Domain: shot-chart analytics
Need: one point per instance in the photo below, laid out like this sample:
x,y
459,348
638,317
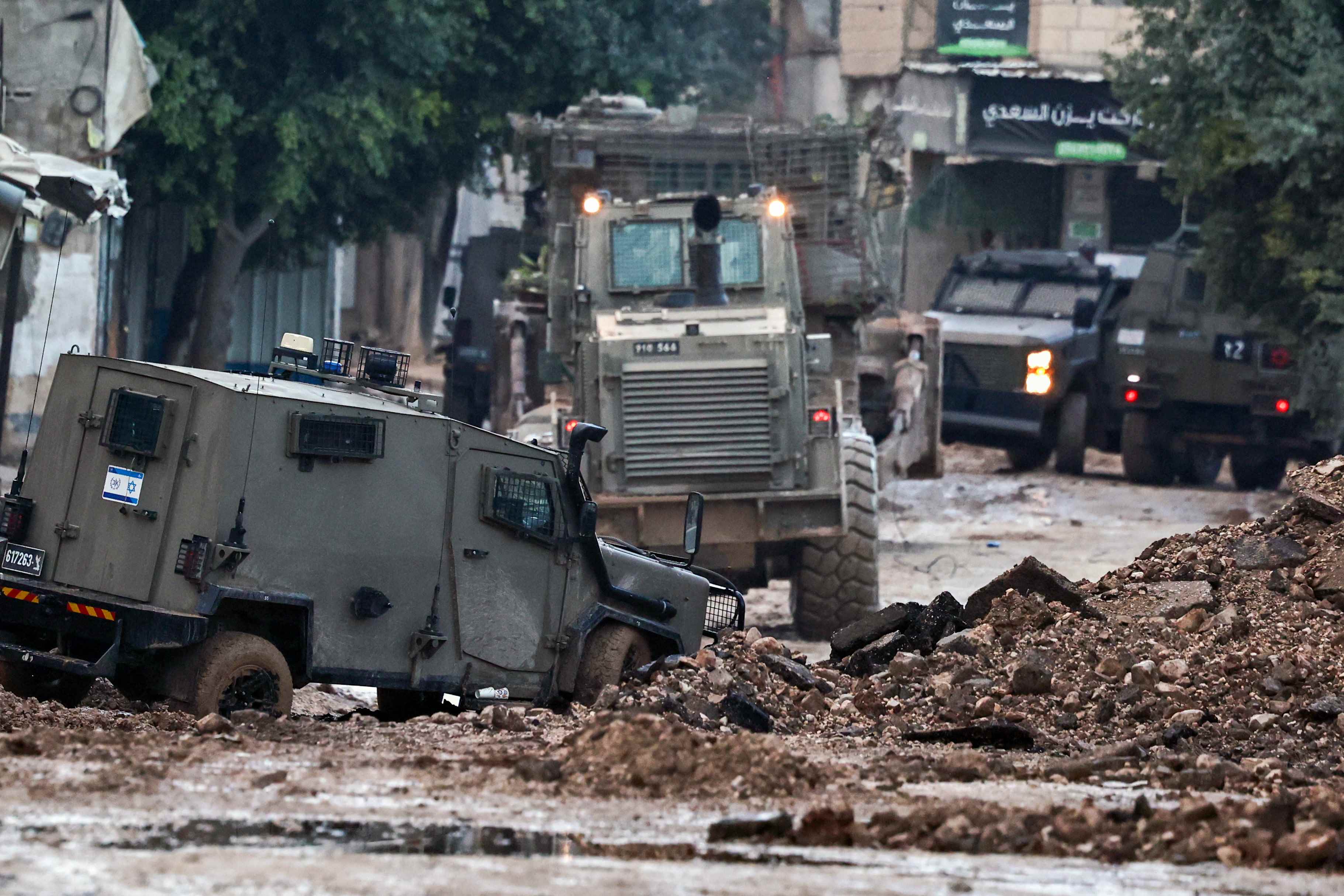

******************************

### Problem to work on
With the pictures omitted, the material is to be transcribed exactly.

### Completed exercise
Domain: shot-chart analytics
Need: one point per instance in the photo below, laid out like this sample:
x,y
459,348
638,317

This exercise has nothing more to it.